# Task details
Find every line in the data below that contains the word "negative" and copy each one out in full.

# Supplied material
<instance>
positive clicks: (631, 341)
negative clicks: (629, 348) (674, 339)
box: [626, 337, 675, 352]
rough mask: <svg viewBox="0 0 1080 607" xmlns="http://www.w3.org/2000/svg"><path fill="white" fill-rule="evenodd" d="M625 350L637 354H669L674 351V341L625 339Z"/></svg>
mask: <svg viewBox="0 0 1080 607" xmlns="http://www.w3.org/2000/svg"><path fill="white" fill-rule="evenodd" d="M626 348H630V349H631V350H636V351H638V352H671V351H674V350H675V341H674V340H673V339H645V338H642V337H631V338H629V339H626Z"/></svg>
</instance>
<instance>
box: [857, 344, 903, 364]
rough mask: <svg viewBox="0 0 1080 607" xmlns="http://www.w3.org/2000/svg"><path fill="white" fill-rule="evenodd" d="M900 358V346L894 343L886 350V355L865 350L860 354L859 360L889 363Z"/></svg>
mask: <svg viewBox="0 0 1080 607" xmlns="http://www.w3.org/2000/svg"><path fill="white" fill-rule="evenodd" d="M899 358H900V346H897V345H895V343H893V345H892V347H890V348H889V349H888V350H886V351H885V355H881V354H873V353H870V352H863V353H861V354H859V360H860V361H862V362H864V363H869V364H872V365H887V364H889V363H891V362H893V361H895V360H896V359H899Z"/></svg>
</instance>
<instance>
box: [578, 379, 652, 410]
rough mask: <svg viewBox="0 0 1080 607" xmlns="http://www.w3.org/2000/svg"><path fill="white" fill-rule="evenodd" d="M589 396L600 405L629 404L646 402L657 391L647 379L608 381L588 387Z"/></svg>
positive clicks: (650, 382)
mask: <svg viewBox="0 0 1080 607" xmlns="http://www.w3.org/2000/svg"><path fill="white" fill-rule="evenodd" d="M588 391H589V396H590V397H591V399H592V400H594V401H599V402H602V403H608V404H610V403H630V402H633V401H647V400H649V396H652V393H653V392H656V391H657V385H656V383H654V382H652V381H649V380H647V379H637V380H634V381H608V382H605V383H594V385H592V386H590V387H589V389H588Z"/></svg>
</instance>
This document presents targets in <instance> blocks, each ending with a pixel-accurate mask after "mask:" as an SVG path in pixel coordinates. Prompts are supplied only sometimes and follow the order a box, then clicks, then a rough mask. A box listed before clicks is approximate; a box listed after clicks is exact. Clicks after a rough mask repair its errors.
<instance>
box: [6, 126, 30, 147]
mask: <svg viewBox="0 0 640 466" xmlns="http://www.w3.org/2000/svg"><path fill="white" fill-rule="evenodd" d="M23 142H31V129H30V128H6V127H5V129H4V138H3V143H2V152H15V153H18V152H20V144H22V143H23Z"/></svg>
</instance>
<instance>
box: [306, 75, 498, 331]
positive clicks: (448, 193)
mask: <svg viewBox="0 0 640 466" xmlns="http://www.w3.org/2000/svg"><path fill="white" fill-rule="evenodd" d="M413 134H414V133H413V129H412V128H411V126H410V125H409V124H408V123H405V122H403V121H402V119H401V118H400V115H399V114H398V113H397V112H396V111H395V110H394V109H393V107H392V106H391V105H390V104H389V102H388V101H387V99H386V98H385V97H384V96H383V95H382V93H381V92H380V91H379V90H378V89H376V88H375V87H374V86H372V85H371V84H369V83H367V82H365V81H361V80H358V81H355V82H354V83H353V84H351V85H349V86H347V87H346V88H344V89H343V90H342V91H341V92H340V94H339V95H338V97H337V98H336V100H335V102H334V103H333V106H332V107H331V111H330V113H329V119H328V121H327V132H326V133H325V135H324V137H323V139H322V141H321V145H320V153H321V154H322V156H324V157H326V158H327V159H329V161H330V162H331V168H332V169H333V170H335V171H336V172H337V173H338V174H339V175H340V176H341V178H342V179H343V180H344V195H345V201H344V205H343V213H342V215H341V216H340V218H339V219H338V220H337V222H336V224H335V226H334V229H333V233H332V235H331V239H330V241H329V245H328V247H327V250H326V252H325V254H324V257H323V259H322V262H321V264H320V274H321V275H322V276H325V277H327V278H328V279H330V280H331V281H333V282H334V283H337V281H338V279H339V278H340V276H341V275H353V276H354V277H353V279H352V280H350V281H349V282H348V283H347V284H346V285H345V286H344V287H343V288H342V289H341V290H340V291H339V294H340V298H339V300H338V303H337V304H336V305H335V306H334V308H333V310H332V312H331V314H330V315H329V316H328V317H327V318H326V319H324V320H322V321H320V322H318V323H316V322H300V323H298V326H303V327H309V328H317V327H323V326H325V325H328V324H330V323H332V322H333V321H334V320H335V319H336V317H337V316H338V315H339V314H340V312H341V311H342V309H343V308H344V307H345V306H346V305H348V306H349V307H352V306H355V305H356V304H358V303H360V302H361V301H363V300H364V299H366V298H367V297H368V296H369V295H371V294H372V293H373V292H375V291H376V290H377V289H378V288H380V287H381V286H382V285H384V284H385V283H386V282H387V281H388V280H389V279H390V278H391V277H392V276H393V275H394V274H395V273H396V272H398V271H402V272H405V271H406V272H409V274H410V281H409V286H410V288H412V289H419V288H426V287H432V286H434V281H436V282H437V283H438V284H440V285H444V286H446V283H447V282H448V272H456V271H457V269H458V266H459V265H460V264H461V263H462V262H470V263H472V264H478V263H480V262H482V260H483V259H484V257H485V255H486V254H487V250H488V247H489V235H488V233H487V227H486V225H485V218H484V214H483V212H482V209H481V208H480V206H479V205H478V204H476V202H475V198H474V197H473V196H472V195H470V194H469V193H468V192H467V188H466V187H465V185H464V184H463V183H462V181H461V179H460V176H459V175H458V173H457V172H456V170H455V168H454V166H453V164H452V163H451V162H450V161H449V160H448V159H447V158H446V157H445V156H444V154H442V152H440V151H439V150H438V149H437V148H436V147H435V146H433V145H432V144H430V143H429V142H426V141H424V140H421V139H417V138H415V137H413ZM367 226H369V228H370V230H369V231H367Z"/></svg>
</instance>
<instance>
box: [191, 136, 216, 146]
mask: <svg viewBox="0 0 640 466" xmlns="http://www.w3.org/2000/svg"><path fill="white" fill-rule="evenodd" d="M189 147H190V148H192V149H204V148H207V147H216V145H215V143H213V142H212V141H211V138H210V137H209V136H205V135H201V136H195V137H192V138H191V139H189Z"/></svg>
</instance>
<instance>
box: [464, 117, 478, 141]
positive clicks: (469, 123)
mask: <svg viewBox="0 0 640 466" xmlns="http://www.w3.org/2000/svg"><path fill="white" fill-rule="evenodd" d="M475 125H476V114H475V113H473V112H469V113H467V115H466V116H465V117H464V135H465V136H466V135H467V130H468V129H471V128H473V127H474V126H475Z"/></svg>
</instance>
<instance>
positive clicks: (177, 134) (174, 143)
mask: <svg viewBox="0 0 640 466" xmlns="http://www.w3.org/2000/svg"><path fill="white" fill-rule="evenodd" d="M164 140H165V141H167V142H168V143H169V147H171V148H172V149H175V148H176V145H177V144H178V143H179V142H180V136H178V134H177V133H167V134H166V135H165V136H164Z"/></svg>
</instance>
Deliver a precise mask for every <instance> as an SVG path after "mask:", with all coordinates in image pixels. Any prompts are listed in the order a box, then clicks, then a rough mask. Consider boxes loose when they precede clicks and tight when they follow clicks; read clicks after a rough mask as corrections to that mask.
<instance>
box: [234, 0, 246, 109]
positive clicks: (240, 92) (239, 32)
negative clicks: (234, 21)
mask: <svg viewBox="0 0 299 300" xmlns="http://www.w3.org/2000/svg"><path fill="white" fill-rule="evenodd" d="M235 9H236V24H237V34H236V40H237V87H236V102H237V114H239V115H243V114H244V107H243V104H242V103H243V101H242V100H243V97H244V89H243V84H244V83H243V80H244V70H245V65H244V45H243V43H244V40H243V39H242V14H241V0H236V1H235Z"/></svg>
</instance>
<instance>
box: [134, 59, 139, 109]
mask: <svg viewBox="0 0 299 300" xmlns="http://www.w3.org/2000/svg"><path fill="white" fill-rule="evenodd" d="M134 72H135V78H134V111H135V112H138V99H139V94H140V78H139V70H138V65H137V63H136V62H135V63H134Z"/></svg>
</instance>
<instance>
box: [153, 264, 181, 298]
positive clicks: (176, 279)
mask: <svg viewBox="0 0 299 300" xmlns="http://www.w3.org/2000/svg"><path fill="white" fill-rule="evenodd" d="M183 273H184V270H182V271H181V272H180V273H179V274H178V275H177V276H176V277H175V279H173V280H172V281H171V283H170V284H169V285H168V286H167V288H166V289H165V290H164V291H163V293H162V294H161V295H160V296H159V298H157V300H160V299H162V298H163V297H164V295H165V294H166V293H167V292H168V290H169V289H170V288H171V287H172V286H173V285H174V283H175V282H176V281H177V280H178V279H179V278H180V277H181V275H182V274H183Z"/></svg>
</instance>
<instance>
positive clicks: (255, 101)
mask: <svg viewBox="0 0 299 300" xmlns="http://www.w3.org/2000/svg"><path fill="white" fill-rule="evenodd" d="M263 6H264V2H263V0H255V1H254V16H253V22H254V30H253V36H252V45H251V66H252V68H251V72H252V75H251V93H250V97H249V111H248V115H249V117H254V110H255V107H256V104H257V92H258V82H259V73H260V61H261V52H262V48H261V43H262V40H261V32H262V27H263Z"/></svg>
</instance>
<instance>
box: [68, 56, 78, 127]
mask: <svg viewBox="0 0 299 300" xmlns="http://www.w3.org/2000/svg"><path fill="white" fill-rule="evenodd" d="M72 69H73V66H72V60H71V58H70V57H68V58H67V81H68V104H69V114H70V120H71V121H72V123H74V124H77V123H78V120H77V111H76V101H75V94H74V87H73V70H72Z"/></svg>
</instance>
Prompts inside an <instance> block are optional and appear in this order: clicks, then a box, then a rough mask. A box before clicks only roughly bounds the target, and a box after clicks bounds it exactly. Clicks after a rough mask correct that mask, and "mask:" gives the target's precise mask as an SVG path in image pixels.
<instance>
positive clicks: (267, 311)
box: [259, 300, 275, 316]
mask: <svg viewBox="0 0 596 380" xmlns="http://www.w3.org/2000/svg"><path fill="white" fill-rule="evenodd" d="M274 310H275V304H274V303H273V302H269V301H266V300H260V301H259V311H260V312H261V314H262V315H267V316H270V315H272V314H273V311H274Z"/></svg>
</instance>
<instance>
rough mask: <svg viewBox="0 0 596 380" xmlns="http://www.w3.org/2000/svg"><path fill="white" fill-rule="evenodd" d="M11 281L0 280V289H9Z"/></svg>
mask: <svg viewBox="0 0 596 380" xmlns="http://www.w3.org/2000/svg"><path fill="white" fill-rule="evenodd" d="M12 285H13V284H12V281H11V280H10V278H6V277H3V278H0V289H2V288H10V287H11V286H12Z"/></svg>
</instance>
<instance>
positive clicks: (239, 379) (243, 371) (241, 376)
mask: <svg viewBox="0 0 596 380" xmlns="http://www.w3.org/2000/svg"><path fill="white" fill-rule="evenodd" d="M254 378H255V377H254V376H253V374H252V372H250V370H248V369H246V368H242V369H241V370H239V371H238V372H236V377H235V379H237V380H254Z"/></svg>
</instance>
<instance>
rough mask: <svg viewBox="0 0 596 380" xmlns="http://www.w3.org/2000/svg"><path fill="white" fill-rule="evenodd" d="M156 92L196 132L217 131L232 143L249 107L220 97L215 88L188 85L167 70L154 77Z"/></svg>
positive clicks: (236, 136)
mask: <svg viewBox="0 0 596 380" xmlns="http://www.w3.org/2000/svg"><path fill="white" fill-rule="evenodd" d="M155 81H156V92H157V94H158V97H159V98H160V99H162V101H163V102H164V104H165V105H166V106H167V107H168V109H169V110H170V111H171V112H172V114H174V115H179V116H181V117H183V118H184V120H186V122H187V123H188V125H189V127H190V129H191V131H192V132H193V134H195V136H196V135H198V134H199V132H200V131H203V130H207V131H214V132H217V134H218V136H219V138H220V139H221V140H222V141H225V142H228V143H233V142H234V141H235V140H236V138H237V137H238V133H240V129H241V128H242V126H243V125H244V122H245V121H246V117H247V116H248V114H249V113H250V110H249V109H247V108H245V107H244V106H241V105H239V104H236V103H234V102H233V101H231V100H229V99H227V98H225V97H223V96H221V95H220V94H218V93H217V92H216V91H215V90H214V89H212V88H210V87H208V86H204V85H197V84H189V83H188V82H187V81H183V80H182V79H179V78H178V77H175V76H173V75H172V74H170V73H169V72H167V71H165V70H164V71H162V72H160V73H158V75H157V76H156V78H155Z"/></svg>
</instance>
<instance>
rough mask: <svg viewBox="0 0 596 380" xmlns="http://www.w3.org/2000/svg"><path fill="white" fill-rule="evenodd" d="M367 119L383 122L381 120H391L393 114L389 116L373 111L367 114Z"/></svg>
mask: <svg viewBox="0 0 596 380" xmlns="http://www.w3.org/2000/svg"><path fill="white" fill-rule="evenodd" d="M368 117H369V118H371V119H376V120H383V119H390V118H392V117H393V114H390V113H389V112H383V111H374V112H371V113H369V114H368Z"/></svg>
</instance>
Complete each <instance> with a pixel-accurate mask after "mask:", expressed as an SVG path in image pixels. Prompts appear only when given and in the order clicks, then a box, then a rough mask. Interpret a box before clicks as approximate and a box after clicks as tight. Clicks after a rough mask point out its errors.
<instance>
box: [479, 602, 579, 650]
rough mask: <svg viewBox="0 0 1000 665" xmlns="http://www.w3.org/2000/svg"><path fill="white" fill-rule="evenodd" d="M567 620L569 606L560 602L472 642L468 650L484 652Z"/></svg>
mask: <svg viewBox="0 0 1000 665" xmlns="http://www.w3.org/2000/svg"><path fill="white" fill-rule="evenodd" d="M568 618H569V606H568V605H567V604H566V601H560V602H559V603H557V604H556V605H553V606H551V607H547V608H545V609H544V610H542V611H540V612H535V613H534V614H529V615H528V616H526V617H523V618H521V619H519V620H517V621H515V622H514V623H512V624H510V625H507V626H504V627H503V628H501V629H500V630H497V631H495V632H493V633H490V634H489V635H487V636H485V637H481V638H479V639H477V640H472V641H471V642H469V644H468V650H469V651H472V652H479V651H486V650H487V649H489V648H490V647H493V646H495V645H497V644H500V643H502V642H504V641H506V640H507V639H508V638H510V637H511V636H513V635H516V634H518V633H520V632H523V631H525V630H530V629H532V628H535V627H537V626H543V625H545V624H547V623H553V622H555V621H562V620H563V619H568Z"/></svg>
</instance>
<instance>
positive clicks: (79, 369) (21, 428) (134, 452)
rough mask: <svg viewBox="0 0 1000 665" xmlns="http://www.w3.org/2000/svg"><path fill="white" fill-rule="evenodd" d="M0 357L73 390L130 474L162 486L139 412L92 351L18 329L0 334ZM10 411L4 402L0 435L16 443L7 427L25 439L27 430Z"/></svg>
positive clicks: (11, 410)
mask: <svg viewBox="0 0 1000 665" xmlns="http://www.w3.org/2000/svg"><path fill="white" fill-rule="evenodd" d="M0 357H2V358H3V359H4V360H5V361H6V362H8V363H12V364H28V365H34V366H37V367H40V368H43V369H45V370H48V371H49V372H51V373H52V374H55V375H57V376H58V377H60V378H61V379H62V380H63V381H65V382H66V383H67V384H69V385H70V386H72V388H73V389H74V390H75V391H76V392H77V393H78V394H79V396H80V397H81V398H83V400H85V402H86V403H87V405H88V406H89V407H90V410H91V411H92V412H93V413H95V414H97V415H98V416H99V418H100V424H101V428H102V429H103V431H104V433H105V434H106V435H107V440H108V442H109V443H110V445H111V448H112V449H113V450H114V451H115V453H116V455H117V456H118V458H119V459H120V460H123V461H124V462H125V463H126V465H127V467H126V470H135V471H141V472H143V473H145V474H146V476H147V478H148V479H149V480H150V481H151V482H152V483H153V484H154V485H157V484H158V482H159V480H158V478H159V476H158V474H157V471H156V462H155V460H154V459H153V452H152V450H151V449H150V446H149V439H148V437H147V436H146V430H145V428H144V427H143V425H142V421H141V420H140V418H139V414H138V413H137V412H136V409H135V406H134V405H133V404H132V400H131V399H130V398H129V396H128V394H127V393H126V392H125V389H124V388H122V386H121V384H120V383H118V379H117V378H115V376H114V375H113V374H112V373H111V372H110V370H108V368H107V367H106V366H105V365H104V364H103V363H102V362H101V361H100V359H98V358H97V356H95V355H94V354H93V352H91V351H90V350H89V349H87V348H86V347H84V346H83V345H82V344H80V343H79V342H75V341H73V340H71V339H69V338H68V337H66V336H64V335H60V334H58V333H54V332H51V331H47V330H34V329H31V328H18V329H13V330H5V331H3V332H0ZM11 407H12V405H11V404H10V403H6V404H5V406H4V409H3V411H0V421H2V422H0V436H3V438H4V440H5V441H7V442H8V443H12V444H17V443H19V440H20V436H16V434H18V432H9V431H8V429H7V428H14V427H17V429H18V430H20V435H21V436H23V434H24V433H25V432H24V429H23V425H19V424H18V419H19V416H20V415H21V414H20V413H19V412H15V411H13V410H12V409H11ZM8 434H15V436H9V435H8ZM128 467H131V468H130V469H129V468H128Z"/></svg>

# Solution for this problem
negative clicks: (629, 348) (674, 339)
negative clicks: (234, 21)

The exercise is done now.